== Required tasks ==
a – In the passage about Jan Křivka, what job did his father hold during WWI?
b – Using the passage about Jan Křivka, decide whether each statement agrees with it, answering yes or no and quoting the words that decide it: (i) Jan Křivka was born in 1926. (ii) His mother attended a grammar school in Krinica. (iii) Jan was his parents' only child.

== Excerpted text ==
.....

The best of our nation are buried at Dukla – young boys less than twenty years old
ThDr. Jan Křivka was born October 12, 1926 in Česká Huleč in Volhynia. His parents Jan and Anna, née Zajícová, ran a dairy business in the village. Jan's father graduated from the higher school of agriculture in Krinica, and his mother studied a Russian grammar school in Zhytomyr, where her brother Antonín Zajíc served as a Greek Orthodox priest. During WWI the father worked as a scribe at the military court in St. Petersburg and he returned home to Volhynia when the war ended. He was reunited with his parents in Huleč where they had to move from their native Ivaniče. Here he met Anna Zajícová, who later became his wife and mother of their three children Tamara, Jan and Marie.

.....

== Dataset section ==
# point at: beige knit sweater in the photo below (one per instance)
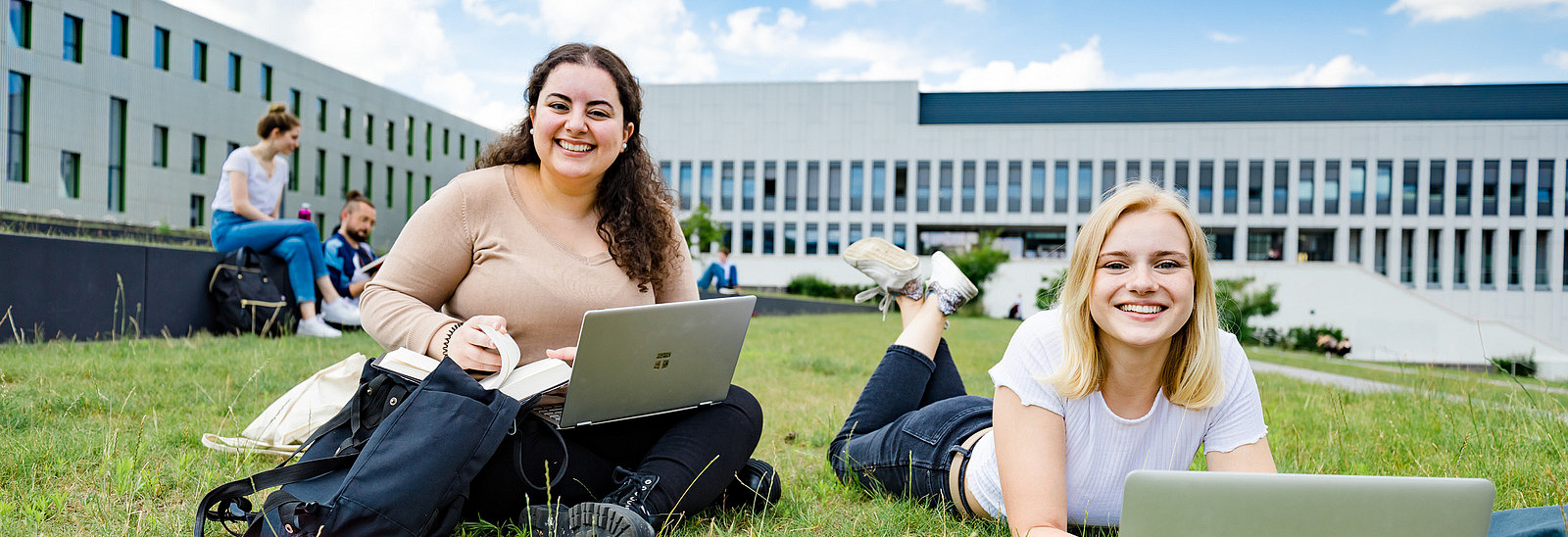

.....

== Solutions for each task ==
a – He worked as a scribe at the military court in St. Petersburg.

b –
(i) Yes: "born October 12, 1926 in Česká Huleč in Volhynia"
(ii) No: "his mother studied a Russian grammar school in Zhytomyr"
(iii) No: "mother of their three children Tamara, Jan and Marie"